PASSAGE TO READ:

______

Since covariance is positive definite, we have $A(\theta)$ convex as required.

Exponential Family: Likelihood for a Set of Data

For data $\D = (x_1, \dots, x_N)$, the likelihood is $$ p(\D|\theta) = \left[ \prod_{k=1}^N h(x_k) \right] Z(\theta)^{-N} \exp\left[ \eta(\theta)^T \left(\sum_{k=1}^N \phi(x_k) \right) \right] $$

The sufficient statistics are now $\phi(\D) = \sum_{k=1}^N \phi(x_k)$.

Bernoulli: $\phi = \# Heads$
Normal: $\phi = [ \sum_k x_k, \sum_k x_k^2 ]$

Exponential Family: MLE

For natural parameters $\theta$ and data $\D = (x_1, \dots, x_N)$, $$ \log p(\D|\theta) = \theta^T \phi(\D) - N A(\theta) $$

Since $-A(\theta)$ is concave and $\theta^T\phi(\D)$ linear,

the log-likelihood is concave
under many conditions, there is a unique global maximum!
Strict convexity of the log-partition function requires that we are working with a "regular exponential family". More on this can be found in These Notes.

Exponential Family: MLE

To find the maximum, recall $\nabla_\theta A(\theta) = E_\theta[\phi(x)]$, so \begin{align*} \nabla_\theta \log p(\D | \theta) & = \nabla_\theta(\theta^T \phi(\D) - N A(\theta)) \\ & = \phi(\D) - N E_\theta[\phi(X)] = 0 \end{align*} Which gives $$E_\theta[\phi(X)] = \frac{\phi(\D)}{N} = \frac{1}{N} \sum_{k=1}^N \phi(x_k)$$

At the MLE $\hat\theta_{MLE}$, the empirical average of sufficient statistics equals their expected value.

______

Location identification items
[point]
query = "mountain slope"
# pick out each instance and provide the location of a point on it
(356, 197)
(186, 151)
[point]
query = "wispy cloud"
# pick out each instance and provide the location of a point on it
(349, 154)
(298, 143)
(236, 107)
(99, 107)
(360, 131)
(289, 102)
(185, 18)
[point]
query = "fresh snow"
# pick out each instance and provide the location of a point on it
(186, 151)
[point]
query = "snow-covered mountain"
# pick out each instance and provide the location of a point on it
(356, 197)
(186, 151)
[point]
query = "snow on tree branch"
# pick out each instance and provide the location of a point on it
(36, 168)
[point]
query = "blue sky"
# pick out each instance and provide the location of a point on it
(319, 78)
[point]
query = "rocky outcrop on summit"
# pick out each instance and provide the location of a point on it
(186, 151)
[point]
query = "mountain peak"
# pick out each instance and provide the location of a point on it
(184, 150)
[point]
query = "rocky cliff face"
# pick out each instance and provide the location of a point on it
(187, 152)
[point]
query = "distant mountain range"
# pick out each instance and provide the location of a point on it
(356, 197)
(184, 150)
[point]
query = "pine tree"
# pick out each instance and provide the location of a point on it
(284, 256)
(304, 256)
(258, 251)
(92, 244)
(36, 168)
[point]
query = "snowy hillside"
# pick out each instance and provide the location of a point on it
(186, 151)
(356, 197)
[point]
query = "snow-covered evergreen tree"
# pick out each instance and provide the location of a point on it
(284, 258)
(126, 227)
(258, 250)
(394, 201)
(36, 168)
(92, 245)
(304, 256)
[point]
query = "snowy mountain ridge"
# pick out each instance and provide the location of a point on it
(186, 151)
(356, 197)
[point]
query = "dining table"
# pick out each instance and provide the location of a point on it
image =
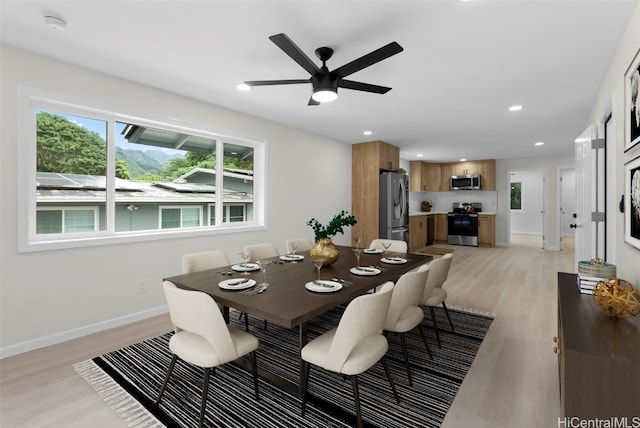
(287, 301)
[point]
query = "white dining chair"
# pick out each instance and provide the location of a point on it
(354, 346)
(203, 338)
(396, 245)
(404, 313)
(302, 244)
(204, 260)
(434, 294)
(259, 252)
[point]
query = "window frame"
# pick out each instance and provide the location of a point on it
(30, 100)
(162, 207)
(63, 209)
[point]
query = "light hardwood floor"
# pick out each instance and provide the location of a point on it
(513, 381)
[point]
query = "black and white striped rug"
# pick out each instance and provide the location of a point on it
(129, 380)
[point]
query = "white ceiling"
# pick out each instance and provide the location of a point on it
(463, 65)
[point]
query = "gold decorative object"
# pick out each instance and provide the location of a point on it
(325, 249)
(617, 298)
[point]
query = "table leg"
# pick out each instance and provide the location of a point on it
(303, 341)
(225, 314)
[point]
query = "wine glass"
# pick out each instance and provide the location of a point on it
(386, 246)
(263, 267)
(293, 249)
(318, 264)
(357, 241)
(245, 258)
(358, 253)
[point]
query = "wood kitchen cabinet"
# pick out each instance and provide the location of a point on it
(441, 228)
(389, 156)
(417, 232)
(424, 177)
(598, 358)
(486, 230)
(367, 159)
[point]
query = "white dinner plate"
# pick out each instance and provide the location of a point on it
(365, 271)
(291, 257)
(237, 283)
(393, 260)
(245, 268)
(323, 286)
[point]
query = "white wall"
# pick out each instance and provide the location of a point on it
(51, 296)
(550, 165)
(528, 219)
(611, 99)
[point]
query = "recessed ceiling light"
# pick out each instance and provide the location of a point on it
(56, 23)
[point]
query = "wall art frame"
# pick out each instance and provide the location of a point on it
(632, 202)
(632, 103)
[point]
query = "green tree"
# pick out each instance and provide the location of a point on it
(66, 148)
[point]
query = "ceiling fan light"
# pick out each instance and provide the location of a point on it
(324, 95)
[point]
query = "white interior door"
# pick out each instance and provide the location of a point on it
(567, 201)
(590, 179)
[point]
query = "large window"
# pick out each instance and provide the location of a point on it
(66, 220)
(104, 175)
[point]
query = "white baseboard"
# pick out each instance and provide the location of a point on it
(54, 339)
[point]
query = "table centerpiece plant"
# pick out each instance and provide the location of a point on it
(324, 248)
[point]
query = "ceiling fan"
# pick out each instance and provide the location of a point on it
(325, 83)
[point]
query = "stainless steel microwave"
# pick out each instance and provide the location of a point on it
(465, 182)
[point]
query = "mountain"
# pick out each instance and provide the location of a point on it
(139, 162)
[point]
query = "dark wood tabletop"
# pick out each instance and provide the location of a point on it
(287, 302)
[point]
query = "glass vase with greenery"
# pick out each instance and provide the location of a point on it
(335, 226)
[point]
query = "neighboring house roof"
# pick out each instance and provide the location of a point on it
(78, 188)
(242, 174)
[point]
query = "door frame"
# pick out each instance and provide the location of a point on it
(545, 204)
(559, 202)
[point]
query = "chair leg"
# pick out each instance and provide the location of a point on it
(356, 396)
(446, 311)
(255, 373)
(306, 367)
(406, 358)
(424, 339)
(205, 391)
(166, 379)
(435, 325)
(393, 387)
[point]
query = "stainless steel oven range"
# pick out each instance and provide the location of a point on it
(463, 223)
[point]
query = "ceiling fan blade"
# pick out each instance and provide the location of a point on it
(368, 59)
(286, 44)
(359, 86)
(276, 82)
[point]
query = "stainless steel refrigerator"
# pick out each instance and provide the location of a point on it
(394, 206)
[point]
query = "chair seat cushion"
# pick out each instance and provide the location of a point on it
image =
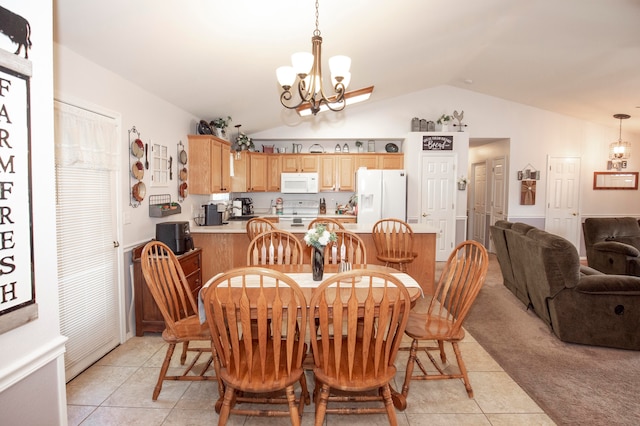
(370, 378)
(187, 329)
(391, 257)
(437, 328)
(251, 380)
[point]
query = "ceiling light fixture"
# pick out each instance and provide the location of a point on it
(307, 69)
(619, 150)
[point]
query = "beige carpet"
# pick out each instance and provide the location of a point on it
(573, 384)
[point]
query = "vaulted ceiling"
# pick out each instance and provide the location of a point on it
(216, 58)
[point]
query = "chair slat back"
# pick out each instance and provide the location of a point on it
(460, 282)
(393, 238)
(247, 310)
(258, 225)
(167, 284)
(330, 224)
(348, 247)
(275, 247)
(362, 315)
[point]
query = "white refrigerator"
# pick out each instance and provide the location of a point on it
(381, 194)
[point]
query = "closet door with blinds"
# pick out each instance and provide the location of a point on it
(90, 301)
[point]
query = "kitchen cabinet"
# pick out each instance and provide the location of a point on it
(255, 172)
(240, 179)
(274, 169)
(337, 172)
(148, 316)
(258, 166)
(300, 163)
(370, 161)
(391, 161)
(209, 165)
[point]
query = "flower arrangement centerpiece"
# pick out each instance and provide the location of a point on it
(318, 237)
(244, 142)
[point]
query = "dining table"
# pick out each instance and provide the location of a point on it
(302, 275)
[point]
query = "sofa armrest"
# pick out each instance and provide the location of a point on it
(616, 247)
(609, 284)
(586, 270)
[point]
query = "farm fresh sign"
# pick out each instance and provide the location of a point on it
(17, 287)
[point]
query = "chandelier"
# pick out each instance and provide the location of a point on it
(619, 150)
(307, 72)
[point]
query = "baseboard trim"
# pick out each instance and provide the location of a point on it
(28, 363)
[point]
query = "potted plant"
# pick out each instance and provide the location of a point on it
(244, 143)
(444, 122)
(220, 125)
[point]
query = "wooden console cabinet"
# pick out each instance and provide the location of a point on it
(148, 316)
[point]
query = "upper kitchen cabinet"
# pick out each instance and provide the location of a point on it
(299, 163)
(274, 169)
(337, 172)
(391, 161)
(370, 161)
(209, 161)
(258, 166)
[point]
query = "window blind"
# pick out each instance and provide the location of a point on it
(87, 264)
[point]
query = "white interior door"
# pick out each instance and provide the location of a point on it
(498, 192)
(437, 200)
(479, 195)
(563, 198)
(88, 262)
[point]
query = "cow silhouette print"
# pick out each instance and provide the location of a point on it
(17, 29)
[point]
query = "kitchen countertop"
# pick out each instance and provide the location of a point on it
(240, 227)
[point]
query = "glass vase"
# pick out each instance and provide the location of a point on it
(317, 263)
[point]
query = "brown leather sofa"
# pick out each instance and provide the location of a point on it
(578, 303)
(613, 244)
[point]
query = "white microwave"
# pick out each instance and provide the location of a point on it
(299, 183)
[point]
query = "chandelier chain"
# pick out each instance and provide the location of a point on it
(317, 31)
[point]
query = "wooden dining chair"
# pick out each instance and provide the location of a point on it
(171, 292)
(348, 247)
(393, 240)
(459, 284)
(258, 225)
(330, 224)
(275, 247)
(362, 315)
(258, 319)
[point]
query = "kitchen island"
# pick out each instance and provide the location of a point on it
(225, 247)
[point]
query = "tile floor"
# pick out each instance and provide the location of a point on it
(117, 390)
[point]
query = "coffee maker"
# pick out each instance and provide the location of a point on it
(247, 205)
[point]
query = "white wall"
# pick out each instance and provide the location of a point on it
(31, 359)
(533, 134)
(157, 121)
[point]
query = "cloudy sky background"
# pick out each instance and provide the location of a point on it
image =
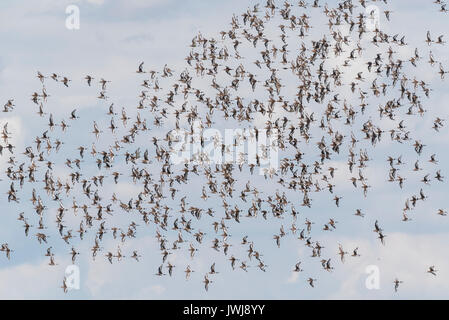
(115, 36)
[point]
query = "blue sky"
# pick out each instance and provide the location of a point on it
(114, 37)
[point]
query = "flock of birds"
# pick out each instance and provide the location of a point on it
(311, 114)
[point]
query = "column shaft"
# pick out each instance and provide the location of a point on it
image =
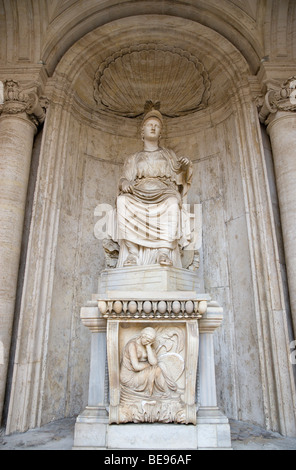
(16, 137)
(282, 132)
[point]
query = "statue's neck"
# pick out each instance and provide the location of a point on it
(150, 146)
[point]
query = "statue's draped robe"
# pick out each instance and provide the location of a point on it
(153, 216)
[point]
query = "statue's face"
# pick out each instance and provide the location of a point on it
(152, 129)
(147, 338)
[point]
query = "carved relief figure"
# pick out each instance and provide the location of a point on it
(152, 376)
(151, 221)
(140, 371)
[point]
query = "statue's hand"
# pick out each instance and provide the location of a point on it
(184, 161)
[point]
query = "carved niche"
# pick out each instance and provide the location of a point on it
(156, 72)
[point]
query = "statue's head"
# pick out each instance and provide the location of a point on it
(148, 335)
(152, 125)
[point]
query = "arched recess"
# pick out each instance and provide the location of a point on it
(82, 153)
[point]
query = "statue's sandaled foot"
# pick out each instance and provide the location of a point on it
(164, 260)
(131, 260)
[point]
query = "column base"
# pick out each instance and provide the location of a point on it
(91, 429)
(213, 429)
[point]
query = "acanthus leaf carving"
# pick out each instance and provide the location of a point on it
(281, 98)
(18, 100)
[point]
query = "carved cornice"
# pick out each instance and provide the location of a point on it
(17, 100)
(280, 98)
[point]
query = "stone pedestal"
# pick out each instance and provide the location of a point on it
(164, 301)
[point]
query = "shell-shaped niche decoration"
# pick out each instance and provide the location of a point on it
(126, 80)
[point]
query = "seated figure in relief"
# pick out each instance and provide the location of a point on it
(151, 223)
(140, 372)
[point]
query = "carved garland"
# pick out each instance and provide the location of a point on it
(152, 308)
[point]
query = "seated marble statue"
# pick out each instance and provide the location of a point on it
(152, 223)
(140, 372)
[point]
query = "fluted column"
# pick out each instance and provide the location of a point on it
(213, 430)
(91, 424)
(279, 114)
(19, 116)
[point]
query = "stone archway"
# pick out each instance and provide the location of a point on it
(78, 168)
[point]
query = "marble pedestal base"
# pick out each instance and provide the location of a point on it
(127, 301)
(212, 432)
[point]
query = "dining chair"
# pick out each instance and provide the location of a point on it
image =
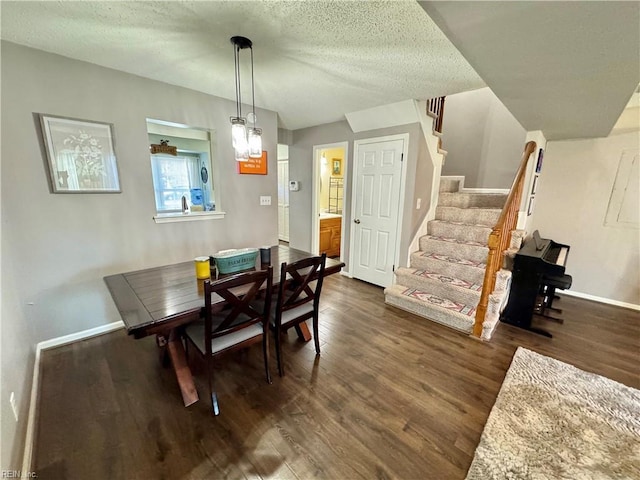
(241, 320)
(298, 299)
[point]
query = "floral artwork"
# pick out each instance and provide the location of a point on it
(80, 155)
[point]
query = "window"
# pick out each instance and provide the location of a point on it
(188, 174)
(175, 177)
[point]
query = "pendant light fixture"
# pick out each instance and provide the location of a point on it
(247, 142)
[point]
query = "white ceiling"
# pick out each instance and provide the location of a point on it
(567, 68)
(314, 61)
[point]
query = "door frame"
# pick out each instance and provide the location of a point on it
(403, 180)
(315, 192)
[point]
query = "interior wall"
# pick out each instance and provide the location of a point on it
(572, 197)
(62, 245)
(483, 140)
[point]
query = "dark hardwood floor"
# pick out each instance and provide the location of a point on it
(392, 396)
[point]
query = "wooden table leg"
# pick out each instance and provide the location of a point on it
(183, 372)
(303, 332)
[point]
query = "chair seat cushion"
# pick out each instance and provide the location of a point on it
(299, 311)
(195, 331)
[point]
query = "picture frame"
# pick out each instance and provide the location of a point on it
(336, 166)
(80, 155)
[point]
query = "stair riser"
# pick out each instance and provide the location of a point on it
(439, 288)
(471, 252)
(448, 185)
(468, 273)
(467, 233)
(432, 313)
(472, 216)
(469, 200)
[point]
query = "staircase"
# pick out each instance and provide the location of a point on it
(444, 280)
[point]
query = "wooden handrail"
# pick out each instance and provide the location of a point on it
(435, 108)
(500, 238)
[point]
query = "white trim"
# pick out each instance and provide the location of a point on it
(83, 335)
(187, 217)
(315, 192)
(35, 383)
(403, 177)
(504, 191)
(608, 301)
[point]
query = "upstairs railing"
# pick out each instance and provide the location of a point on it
(500, 238)
(435, 108)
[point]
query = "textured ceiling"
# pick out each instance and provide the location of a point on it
(566, 68)
(314, 60)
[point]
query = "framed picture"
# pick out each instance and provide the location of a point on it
(254, 166)
(80, 155)
(336, 166)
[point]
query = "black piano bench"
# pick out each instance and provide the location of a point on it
(549, 285)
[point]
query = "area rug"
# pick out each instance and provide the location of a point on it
(554, 421)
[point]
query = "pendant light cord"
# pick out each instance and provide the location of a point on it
(236, 58)
(253, 93)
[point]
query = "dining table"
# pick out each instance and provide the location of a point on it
(161, 300)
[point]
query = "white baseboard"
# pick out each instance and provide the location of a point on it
(504, 191)
(35, 384)
(608, 301)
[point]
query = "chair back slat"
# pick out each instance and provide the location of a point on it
(238, 291)
(296, 282)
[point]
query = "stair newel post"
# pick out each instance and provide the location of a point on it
(489, 281)
(500, 238)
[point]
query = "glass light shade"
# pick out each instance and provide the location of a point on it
(238, 132)
(255, 142)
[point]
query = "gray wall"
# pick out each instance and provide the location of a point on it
(483, 140)
(56, 248)
(572, 196)
(419, 176)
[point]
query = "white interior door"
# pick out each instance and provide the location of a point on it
(283, 200)
(376, 206)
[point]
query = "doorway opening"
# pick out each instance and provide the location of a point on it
(330, 167)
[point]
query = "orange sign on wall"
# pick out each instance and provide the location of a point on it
(256, 166)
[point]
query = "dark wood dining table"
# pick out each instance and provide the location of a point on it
(160, 300)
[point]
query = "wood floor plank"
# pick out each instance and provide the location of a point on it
(392, 396)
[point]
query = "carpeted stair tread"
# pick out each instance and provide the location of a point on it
(460, 231)
(474, 251)
(449, 185)
(473, 215)
(468, 270)
(467, 199)
(456, 240)
(452, 314)
(455, 289)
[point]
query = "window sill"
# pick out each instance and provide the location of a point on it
(187, 217)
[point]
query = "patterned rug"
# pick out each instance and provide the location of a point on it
(554, 421)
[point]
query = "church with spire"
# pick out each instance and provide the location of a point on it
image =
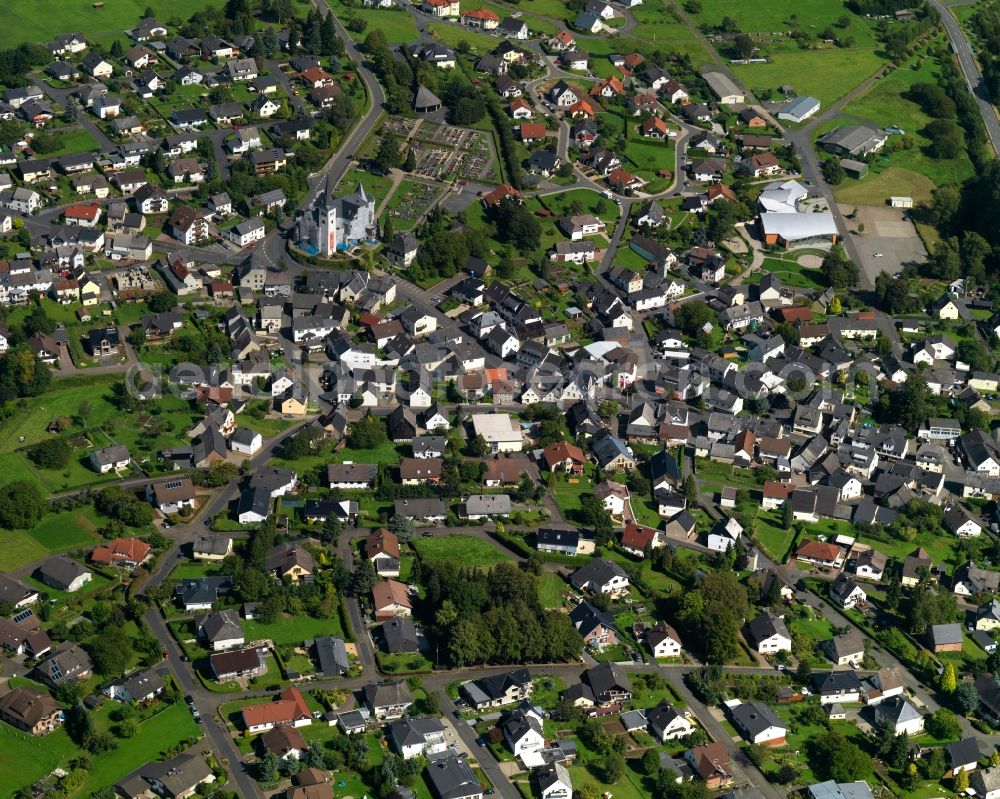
(337, 224)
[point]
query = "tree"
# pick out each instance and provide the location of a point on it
(111, 651)
(367, 433)
(692, 316)
(478, 446)
(909, 404)
(942, 723)
(117, 503)
(332, 528)
(389, 154)
(38, 321)
(364, 578)
(403, 528)
(267, 768)
(21, 505)
(517, 225)
(742, 45)
(614, 767)
(388, 230)
(946, 138)
(651, 762)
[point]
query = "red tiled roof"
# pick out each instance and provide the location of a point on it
(131, 550)
(817, 550)
(289, 707)
(637, 536)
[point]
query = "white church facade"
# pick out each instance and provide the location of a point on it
(336, 224)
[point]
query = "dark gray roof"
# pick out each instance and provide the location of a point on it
(598, 572)
(332, 655)
(60, 572)
(755, 717)
(451, 777)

______

REQUIRED WORK:
**1.** Answer these questions about the exponential family notes:
(a) What are the sufficient statistics listed for the Normal case?
(b) What does strict convexity of the log-partition function require?
(c) What holds at the MLE $\hat\theta_{MLE}$?
**2.** Pick up the exponential family notes right after their last sentence and keep writing.

TASK RESULTS:
**1.**
(a) $\phi = [ \sum_k x_k, \sum_k x_k^2 ]$
(b) It requires working with a "regular exponential family."
(c) The empirical average of sufficient statistics equals their expected value.

**2.**
this is called moment matching

Exponential Family: MLE for the Bernoulli

As an example, consider the Bernoulli distribution

Sufficient statistic $N$, $\phi(\D) = \# Heads$

$$ \hat\mu_{MLE} = \frac{\# Heads}{N} $$

Bayes for Exponential Family

Exact Bayesian analysis is considerably simplified if the prior is conjugate to the likelihood.

Simply, this means that prior $p(\theta)$ has the same form as the posterior $p(\theta|\mathcal{D})$.

This requires likelihood to have finite sufficient statistics

Exponential family to the rescue!

Note: We will release some notes on cojugate priors + exponential families. It's hard to learn from slides and needs a bit more description.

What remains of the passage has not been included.